L’esperienza ci insegna che i «nodi» sono utili nella vita. I buoni nodi sono tali perché possono essere sciolti, altrimenti diventano un problema. In queste pagine verranno affrontati alcuni nodi che dobbiamo sciogliere se vogliamo che la teologia morale collabori con la Chiesa affinché essa dia frutti nella carità per la vita del mondo e si rinnovi, come ci chiede papa Francesco, sulle vie aperte dal Concilio Vaticano II[1]. Si tratta di nodi che in parte siamo stati proprio noi a stringere dentro la Chiesa, in particolare coloro che al suo interno avevano più responsabilità e autorità. Risentono di retaggi gravosi o di sviluppi basati su prospettive male orientate, che certuni danno per definitive e altri chiedono di cambiare. Siamo chiamati a discutere serenamente gli argomenti da ambo le parti, invocando l’assistenza dello Spirito Santo nella Chiesa che Cristo costruisce su Pietro, senza cadere in polarizzazioni che portano a conflitti e delegittimazioni, né in ideologizzazioni che strumentalizzano la dottrina della fede per far passare opinioni particolari senza curarsi del popolo di Dio.

■ Consegna ■
Rispondi brevemente in base al brano sui nodi della teologia morale.
(a) Per quale ragione, secondo il brano, i buoni nodi sono tali?
(b) Chi chiede che la Chiesa si rinnovi, e su quali vie?
(c) In quali due errori il brano invita a non cadere nel discutere gli argomenti?
Per rispondere serve soltanto il brano.

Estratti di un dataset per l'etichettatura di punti
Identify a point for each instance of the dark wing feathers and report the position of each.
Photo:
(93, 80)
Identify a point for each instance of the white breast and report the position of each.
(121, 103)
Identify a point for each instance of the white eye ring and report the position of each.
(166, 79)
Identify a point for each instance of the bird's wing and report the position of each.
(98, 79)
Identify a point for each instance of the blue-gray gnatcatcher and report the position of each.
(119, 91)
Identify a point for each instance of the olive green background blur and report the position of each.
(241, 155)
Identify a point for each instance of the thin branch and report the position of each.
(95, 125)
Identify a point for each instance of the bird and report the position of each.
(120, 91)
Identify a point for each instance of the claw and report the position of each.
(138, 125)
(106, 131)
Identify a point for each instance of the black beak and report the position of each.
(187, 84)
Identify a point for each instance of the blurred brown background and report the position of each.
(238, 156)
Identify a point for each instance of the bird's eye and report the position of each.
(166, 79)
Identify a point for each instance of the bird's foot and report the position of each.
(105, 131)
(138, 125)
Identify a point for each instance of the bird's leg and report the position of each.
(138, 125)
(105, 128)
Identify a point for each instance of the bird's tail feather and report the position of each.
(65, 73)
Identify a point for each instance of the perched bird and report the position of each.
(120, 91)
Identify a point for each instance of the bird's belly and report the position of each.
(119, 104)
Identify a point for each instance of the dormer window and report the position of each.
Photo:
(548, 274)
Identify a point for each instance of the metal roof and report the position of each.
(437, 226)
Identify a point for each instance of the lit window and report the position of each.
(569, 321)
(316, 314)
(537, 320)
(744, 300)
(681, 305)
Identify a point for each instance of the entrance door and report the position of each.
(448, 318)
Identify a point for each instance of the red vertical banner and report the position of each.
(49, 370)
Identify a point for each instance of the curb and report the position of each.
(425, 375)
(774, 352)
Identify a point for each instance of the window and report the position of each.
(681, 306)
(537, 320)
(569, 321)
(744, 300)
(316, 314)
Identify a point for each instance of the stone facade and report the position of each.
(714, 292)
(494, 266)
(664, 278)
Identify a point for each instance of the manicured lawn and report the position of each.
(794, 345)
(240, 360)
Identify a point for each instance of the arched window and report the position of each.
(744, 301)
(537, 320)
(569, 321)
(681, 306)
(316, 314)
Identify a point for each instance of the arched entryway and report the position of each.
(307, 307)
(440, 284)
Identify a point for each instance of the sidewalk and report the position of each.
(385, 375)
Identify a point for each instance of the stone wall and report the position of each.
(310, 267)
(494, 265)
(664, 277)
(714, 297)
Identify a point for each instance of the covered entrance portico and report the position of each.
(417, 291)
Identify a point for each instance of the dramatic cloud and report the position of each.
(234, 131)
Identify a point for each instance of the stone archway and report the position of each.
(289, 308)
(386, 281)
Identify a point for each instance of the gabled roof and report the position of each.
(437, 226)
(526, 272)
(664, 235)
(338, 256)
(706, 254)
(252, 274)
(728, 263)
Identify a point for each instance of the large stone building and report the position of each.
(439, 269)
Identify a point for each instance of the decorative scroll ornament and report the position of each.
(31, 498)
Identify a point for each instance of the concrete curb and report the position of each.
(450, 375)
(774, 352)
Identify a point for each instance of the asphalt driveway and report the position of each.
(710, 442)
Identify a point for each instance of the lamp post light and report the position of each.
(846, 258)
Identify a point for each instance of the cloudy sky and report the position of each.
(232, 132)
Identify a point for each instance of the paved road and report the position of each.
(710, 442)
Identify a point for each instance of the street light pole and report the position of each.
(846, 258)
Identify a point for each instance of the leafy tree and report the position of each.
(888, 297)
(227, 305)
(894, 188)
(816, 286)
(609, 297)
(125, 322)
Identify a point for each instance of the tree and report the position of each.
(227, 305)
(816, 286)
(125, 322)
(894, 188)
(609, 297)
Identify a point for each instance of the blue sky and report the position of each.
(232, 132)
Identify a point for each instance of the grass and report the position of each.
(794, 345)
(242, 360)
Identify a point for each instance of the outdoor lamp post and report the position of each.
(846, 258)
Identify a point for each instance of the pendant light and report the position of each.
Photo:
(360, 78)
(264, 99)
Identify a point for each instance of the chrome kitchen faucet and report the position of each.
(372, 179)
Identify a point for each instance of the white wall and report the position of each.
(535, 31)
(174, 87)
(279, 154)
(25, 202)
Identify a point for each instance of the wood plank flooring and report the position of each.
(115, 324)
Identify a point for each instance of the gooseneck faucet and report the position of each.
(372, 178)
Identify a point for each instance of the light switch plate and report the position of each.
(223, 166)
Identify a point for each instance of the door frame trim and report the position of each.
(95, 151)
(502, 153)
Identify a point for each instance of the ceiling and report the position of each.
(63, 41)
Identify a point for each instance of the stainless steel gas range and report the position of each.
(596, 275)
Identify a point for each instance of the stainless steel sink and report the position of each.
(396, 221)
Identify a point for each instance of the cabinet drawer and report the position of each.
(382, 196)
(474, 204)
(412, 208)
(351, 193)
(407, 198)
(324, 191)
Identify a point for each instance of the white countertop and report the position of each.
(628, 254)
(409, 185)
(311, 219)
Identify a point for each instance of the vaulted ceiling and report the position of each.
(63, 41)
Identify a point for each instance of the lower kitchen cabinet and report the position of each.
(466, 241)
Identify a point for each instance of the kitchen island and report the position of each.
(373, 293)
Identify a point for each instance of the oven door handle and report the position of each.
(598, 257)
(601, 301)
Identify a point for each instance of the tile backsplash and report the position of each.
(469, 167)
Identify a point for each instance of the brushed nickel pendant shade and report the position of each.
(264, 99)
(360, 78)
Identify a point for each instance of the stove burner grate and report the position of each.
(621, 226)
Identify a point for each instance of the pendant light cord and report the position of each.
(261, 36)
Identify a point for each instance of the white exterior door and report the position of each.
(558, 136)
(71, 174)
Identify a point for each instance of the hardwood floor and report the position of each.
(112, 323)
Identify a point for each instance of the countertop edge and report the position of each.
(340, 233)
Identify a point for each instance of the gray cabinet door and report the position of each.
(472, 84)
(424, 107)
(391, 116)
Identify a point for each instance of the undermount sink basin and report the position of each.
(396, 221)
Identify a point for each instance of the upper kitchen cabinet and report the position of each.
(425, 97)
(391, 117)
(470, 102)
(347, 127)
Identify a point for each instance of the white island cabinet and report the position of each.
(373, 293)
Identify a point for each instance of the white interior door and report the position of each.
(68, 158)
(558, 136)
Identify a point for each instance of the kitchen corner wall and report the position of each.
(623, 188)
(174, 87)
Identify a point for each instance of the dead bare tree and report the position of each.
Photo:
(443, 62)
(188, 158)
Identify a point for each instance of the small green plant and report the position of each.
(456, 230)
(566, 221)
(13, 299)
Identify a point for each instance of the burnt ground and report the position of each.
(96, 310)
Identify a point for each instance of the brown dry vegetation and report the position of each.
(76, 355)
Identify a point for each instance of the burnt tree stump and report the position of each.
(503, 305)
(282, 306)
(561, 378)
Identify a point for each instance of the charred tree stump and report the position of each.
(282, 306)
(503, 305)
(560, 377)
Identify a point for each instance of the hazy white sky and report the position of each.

■ Soluzione ■
(a) Perché possono essere sciolti.
(b) Papa Francesco, sulle vie aperte dal Concilio Vaticano II.
(c) Nelle polarizzazioni che portano a conflitti e delegittimazioni e nelle ideologizzazioni che strumentalizzano la dottrina della fede per far passare opinioni particolari senza curarsi del popolo di Dio.